Exercise prompt: Reproduce the listing below word for word, from the line containing "Mark one point on every instance of the palm frond" through the end of the listing, including both of those lines. Leave out the pictures.
━━━━━━━━━━━━━━━━━━━━━━━━━━━━━━
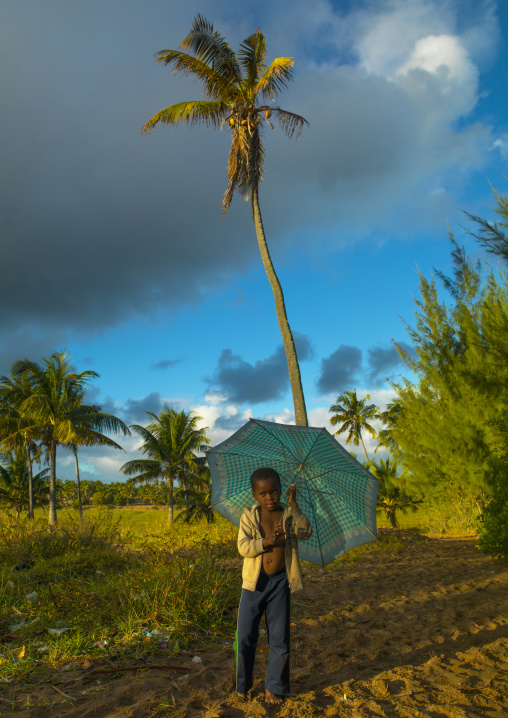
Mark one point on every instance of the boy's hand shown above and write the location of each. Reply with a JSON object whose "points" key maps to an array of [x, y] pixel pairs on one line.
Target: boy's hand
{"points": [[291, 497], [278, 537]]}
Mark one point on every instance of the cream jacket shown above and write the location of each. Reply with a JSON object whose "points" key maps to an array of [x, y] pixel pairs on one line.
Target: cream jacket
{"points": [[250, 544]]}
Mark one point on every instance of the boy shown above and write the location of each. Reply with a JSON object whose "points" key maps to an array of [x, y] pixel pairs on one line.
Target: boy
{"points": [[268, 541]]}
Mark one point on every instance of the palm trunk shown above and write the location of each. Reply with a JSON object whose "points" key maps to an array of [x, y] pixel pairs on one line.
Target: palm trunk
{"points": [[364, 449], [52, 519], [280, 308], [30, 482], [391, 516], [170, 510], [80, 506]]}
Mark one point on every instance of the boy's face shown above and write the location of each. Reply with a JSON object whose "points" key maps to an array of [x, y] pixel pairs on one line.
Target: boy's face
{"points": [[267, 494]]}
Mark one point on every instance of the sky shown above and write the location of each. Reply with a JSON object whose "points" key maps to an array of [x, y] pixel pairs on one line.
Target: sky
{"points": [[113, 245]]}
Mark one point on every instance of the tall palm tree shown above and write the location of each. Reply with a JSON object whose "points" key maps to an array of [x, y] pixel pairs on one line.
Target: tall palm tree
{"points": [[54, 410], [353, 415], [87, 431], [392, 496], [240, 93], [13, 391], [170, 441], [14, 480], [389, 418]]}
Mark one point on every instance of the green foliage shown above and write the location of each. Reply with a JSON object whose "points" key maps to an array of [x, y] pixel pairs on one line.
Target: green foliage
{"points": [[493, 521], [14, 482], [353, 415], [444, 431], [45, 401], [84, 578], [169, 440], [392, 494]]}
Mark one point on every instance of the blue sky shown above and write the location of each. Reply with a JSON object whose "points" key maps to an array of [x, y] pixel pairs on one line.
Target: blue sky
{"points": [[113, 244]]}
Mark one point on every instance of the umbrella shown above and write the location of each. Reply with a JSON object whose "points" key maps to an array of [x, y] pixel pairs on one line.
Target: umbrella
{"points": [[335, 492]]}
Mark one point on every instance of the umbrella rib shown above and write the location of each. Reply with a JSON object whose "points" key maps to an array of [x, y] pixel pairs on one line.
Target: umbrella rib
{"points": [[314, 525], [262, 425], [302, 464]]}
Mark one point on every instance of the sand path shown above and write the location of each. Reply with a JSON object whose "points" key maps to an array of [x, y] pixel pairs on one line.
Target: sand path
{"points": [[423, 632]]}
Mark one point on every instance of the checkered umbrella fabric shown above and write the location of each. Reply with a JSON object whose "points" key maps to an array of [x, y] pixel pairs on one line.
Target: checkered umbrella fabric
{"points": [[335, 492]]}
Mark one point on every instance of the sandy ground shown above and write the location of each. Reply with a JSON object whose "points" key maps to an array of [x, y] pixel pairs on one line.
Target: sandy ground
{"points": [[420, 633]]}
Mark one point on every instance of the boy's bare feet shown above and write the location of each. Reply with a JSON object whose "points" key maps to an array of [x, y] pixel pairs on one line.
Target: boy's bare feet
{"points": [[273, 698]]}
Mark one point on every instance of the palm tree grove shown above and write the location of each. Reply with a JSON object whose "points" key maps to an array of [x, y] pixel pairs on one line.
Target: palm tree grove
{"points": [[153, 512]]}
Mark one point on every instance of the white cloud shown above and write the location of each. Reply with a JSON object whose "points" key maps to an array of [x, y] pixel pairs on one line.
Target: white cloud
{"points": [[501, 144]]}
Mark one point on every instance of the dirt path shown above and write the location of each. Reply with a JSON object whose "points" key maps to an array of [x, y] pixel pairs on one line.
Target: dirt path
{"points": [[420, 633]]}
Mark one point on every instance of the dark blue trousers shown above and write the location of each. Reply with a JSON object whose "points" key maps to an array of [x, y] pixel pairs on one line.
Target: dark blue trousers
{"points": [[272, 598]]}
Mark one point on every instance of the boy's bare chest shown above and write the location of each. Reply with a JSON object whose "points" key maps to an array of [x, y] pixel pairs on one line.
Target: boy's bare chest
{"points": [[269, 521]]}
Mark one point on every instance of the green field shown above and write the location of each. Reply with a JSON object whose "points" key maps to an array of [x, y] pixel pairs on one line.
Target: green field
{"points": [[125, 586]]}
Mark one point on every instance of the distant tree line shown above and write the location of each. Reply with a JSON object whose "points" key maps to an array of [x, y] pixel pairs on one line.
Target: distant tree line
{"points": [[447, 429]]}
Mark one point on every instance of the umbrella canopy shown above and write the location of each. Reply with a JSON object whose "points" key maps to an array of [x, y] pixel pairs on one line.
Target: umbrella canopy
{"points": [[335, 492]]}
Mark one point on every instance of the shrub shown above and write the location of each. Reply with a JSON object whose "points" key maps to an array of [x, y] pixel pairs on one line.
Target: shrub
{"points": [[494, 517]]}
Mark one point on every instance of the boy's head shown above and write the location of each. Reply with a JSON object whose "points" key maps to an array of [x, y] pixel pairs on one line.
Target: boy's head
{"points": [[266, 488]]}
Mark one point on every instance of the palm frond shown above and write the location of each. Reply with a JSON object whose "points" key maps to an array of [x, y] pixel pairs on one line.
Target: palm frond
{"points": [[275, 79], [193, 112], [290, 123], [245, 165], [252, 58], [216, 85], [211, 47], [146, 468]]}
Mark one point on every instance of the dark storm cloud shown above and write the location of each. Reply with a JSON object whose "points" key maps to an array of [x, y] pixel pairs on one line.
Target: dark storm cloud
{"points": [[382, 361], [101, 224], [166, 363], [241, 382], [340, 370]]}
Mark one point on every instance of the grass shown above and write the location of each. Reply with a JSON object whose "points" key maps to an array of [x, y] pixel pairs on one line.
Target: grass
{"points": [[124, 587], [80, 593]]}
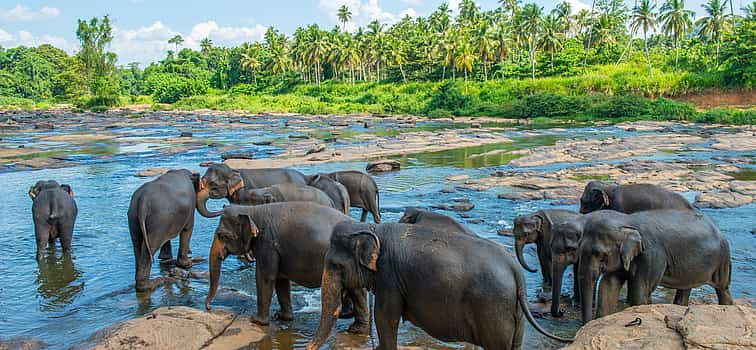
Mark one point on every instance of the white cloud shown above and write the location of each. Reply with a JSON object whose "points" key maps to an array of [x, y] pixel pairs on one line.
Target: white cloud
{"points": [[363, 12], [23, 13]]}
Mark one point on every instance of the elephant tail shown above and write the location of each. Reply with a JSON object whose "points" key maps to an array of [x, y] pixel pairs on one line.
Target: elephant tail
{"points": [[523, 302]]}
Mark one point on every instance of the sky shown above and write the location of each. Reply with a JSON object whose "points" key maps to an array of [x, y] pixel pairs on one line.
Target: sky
━━━━━━━━━━━━━━━━━━━━━━━━━━━━━━
Full answer:
Mark one point on every instance of the palm frond shown above and write the location of each. Reply with a JSON object whose "points" key maps to an array of [x, y] pixel pairs on one line.
Target: palm frond
{"points": [[275, 79], [193, 112], [290, 123], [245, 165], [252, 58], [216, 85], [211, 47], [146, 468]]}
Mark one point on every instance of the dark storm cloud shown above and write the location of each. Reply with a JSON object whose "points" key maps to an array of [x, y] pixel pairs on one line.
Target: dark storm cloud
{"points": [[382, 361], [101, 224], [166, 363], [241, 382], [340, 370]]}
Mark one point on every instance of the grass shown above and write the location of each. Reply with a JSON object whose "points" key maps to an array of [x, y] pixel pairs on one line.
Target: grass
{"points": [[124, 587], [80, 593]]}
Mark one point on every instance of the white cloud shown above and write the location of each. Reply with a JSON object whose "points" key maps to an array of [x, y] pixel pairs on one line.
Target: white cloud
{"points": [[363, 12], [23, 13]]}
Mark one point on every instance of the elephant tail shown above and write the location of each. Reply with a JSON object whose "points" key maps to an array of [x, y] pixel pairs on one line.
Target: elephant tail
{"points": [[523, 302]]}
Mark one point on every instance of the sky shown above and write the location of each. Reply with a JSON object whose "points" key maps to an array of [x, y] pixel pairs on one line.
Target: sky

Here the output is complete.